(TASK DETAILS):
With the pictures omitted, write out the entries that follow exactly as they stand.

** DATA FOR ANALYSIS follows **

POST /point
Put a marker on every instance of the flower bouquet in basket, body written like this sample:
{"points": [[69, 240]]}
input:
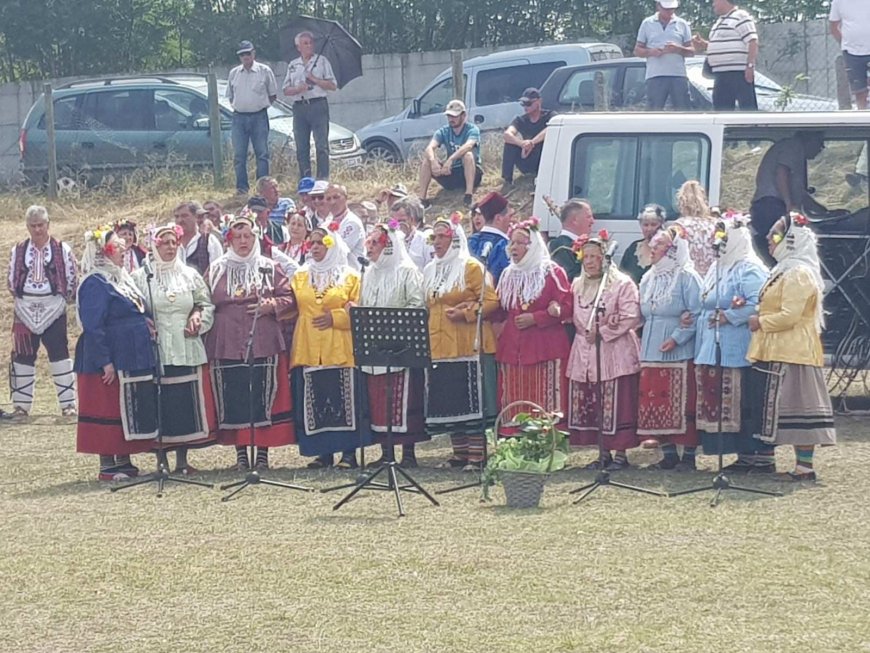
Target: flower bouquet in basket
{"points": [[522, 462]]}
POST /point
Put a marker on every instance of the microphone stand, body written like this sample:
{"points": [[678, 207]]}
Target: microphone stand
{"points": [[602, 478], [162, 475], [721, 481], [253, 476], [478, 348]]}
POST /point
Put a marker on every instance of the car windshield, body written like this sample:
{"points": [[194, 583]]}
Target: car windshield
{"points": [[694, 70]]}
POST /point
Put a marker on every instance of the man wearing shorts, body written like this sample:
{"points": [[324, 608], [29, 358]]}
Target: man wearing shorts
{"points": [[461, 169], [850, 25]]}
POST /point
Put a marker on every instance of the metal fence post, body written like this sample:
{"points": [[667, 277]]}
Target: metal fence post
{"points": [[214, 126], [52, 144]]}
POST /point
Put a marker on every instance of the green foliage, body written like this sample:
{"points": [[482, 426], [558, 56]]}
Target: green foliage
{"points": [[56, 38]]}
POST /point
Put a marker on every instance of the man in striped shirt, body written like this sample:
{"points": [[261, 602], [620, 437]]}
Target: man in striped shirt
{"points": [[731, 54]]}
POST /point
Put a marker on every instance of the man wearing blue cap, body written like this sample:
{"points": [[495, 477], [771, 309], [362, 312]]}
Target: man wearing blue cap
{"points": [[251, 90]]}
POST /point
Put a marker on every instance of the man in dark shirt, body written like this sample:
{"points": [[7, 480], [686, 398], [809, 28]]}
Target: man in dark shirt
{"points": [[524, 138]]}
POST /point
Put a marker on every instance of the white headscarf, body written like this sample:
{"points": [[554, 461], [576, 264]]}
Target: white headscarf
{"points": [[659, 283], [796, 250], [332, 270], [737, 247], [242, 272], [383, 278], [95, 261], [523, 282], [446, 274], [171, 276]]}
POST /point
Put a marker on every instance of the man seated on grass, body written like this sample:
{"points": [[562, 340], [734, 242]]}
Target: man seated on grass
{"points": [[462, 168]]}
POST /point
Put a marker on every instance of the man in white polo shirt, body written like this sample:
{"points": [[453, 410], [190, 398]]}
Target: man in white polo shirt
{"points": [[251, 89], [665, 40], [850, 25]]}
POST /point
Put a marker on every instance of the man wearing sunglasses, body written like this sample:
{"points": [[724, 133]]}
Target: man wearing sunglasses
{"points": [[524, 138], [251, 90]]}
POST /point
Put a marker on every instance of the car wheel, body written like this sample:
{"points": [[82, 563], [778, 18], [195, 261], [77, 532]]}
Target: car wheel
{"points": [[383, 151]]}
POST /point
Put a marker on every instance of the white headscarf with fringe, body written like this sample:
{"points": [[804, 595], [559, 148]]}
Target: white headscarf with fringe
{"points": [[242, 272], [333, 269], [383, 278], [796, 250], [447, 274]]}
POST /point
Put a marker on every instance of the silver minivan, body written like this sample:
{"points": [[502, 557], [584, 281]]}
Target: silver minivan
{"points": [[493, 84]]}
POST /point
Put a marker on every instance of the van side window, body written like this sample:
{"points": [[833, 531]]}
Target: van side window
{"points": [[621, 174], [507, 84]]}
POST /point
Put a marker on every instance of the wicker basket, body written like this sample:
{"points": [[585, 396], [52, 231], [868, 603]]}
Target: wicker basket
{"points": [[523, 489]]}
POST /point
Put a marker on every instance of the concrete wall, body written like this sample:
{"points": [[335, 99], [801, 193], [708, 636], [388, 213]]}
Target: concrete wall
{"points": [[390, 81]]}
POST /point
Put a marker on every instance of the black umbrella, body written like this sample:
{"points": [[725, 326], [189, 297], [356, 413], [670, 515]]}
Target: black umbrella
{"points": [[331, 40]]}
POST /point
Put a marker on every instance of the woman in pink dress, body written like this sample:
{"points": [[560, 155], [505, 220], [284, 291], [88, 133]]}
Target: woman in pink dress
{"points": [[620, 359]]}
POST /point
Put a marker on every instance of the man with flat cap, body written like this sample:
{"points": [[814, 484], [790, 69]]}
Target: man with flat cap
{"points": [[490, 243], [251, 90]]}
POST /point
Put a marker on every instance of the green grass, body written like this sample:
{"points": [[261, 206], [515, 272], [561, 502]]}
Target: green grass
{"points": [[87, 570]]}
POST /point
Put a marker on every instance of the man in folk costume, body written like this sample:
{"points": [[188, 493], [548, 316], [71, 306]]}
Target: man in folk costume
{"points": [[42, 278], [459, 395], [394, 281], [497, 217]]}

** End of DATA FOR ANALYSIS **

(ANSWER SPACE):
POST /point
Put a marker on every instance of the flower bouquet in basket, body written like this sample:
{"points": [[69, 240]]}
input:
Target: flower bouquet in basket
{"points": [[522, 462]]}
POST /point
Put a marker on every instance of the microphone stand, body written like this sample:
{"points": [[678, 207]]}
Target: microphone stand
{"points": [[602, 478], [162, 475], [721, 481], [253, 476], [478, 348]]}
POST /point
Put a marker on every instance of the car windshield, body written like this sample:
{"points": [[194, 583]]}
Target: car windshield
{"points": [[694, 70]]}
POST /point
Put a marker on every instance of the man wearing shorts, body written like this sample:
{"points": [[324, 608], [29, 358]]}
Target: man wearing shorts
{"points": [[461, 169], [850, 25]]}
POST /point
Put a marker on every instance of the metal fence post, body written like this sample:
{"points": [[667, 277]]}
Target: metal fence post
{"points": [[214, 126], [52, 144]]}
POST /point
Put a marker on every instance of the green foliage, body written like this sample:
{"points": [[482, 426], [558, 56]]}
Target: green foliage
{"points": [[56, 38]]}
POST /point
Put a marker on every instance of the man in striped shirt, body written like this sample:
{"points": [[261, 602], [620, 437]]}
Target: man in striped shirt
{"points": [[731, 54]]}
POST /point
Put a marker on every instance of the man wearing blue cap, body written like this sample:
{"points": [[495, 477], [771, 309], [362, 312]]}
Target: man wearing blue cap
{"points": [[251, 90]]}
POST /point
Put a marker on every instance of the man in dark shirt, body written like this sample:
{"points": [[7, 480], [686, 398], [809, 28]]}
Target: man in dark shirt
{"points": [[524, 138]]}
POST /point
Put a marker on every instance of the white headscarf, body written like this sample:
{"points": [[554, 461], [576, 264]]}
Target: white headscarf
{"points": [[659, 283], [796, 250], [332, 270], [737, 247], [242, 272], [383, 278], [95, 261], [523, 282], [446, 274], [171, 276]]}
POST /point
Put a marker on every instance of the man seated on grass, body written like this sample:
{"points": [[562, 340], [734, 242]]}
Target: man seated on grass
{"points": [[462, 168]]}
POST /point
Put a marker on every instance of the man in white polo shirt, body written like this sample:
{"points": [[453, 410], [190, 398]]}
Target: man in white polo shirt
{"points": [[251, 89], [665, 40], [850, 25]]}
POST /point
Put a marker on every instance of the man wearing sunglasses, body written like this sample:
{"points": [[724, 133]]}
Target: man wearing sunglasses
{"points": [[524, 138], [251, 90]]}
POST /point
Put a marker on every instance of the car wheel, body written like this sample:
{"points": [[82, 563], [778, 18], [195, 261], [77, 532]]}
Target: car wheel
{"points": [[383, 151]]}
POST /point
Put a marker on every instance of the white headscarf with fringe, body written like this sample:
{"points": [[804, 595], [559, 148]]}
Target: white headscarf with fringe
{"points": [[242, 272], [333, 269], [383, 278], [796, 250], [447, 274]]}
POST /point
Put a marker on every instance of the silver minivan, body written like this sample:
{"points": [[502, 557], [584, 281]]}
Target: silver minivan
{"points": [[493, 84]]}
POST /point
Put a marker on every instance of the van side window, body written like this sample:
{"points": [[833, 531]]}
Target: van side window
{"points": [[621, 174], [507, 84]]}
POST /point
Put a marker on every instance of the wicker basket, body written like this sample:
{"points": [[585, 396], [52, 231], [868, 603]]}
Target: wicker basket
{"points": [[523, 489]]}
POST /point
Put a marker on every instance of the concrete wall, body written like this sample:
{"points": [[335, 99], [801, 193], [708, 636], [388, 213]]}
Target: concrete wall
{"points": [[390, 81]]}
POST /point
Put a marker on every instance of the black umbrella, body written like this sample:
{"points": [[725, 326], [189, 297], [356, 413], [670, 515]]}
Target: black umbrella
{"points": [[331, 40]]}
POST /point
Put a marker on every instance of the woman in pink dress, body written like this sample:
{"points": [[560, 155], [505, 220], [284, 291], [88, 133]]}
Target: woman in pink dress
{"points": [[620, 359]]}
POST /point
Put a marker on every instance of the man with flat cap, body written like this sample:
{"points": [[814, 484], [790, 69]]}
Target: man with flat cap
{"points": [[490, 243], [251, 90]]}
POST /point
Put a marker on every instance of the green grass, body written like this sample:
{"points": [[261, 206], [515, 272], [561, 502]]}
Target: green grass
{"points": [[87, 570]]}
POST /point
Put a marker on every instance of the man in folk costume, body written like this sample:
{"points": [[188, 493], [548, 316], [71, 306]]}
Target: man in folk costume
{"points": [[42, 278], [459, 395], [394, 281], [497, 217]]}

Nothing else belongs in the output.